======== DOCUMENT EXCERPT ========

Tuesday, February 15, 2011

Oaky flavours

Hundreds of different flavour compounds have been identified in whisky. The synthesis and degradation and synergistic properties of these compounds is still poorly understood as there are so many aspects contributing to the result of cask maturation.
Oak cask affects whisky by extracting wood compounds that influence the taste directly or together with the spirit compounds or by removing or changing some compounds from the raw spirit. Cask also allows evaporation and oxidization of spirit and the volatile flavour compunds through the headspace of the cask or by a lesser extent through the surrounding air through the wood or the bunghole.

Oak wood consists of cellulose (38-52%), hemicellulose (25-30%), lignin (22-25%) and extractives of the wood (5-10%). Oak cellulose is a linear chain of up to thousands of D-glucose-molecules and quite inactive in terms of flavour extraction during spirit maturation, extracting only some carbohydrates in high temperatures during toasting/charring.

========

* **WHAT TO WORK ON**
• a. Answer the following from the oaky flavours post:
(i) How many flavour compounds does it say have been identified in whisky?
(ii) What percentage range of oak wood consists of lignin?
(iii) Oak cellulose is described as a linear chain of what?
• b. Reproduce the oaky flavours post from "Tuesday, February 15, 2011" up to and including "of cask maturation.".

======== ENTRIES ========

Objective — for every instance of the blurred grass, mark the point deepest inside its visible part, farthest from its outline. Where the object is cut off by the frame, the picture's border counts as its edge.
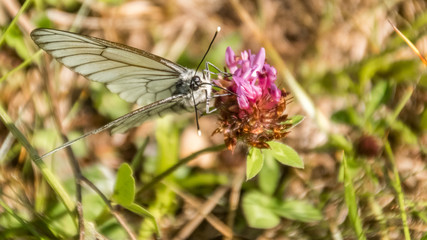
(345, 59)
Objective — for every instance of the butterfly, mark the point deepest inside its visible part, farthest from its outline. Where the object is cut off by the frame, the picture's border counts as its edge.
(157, 84)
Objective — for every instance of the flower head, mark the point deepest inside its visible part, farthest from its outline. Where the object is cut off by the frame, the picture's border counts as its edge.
(254, 114)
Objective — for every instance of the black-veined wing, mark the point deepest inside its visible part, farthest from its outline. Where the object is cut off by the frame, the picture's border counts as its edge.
(135, 75)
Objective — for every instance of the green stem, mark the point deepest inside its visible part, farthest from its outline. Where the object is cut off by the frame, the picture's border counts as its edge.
(45, 171)
(398, 188)
(21, 10)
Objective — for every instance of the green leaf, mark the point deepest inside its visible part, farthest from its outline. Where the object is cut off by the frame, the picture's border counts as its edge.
(298, 210)
(254, 163)
(351, 202)
(294, 120)
(124, 190)
(347, 116)
(258, 212)
(269, 176)
(285, 154)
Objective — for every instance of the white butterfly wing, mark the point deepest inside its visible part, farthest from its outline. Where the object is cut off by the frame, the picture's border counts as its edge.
(135, 75)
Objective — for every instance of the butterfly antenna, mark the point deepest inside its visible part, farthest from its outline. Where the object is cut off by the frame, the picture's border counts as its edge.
(210, 45)
(197, 115)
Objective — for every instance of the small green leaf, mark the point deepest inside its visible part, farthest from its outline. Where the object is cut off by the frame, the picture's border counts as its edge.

========

* **RESPONSES**
• a.
(i) Hundreds
(ii) 22-25%
(iii) Up to thousands of D-glucose molecules

• b.
Tuesday, February 15, 2011

Oaky flavours

Hundreds of different flavour compounds have been identified in whisky. The synthesis and degradation and synergistic properties of these compounds is still poorly understood as there are so many aspects contributing to the result of cask maturation.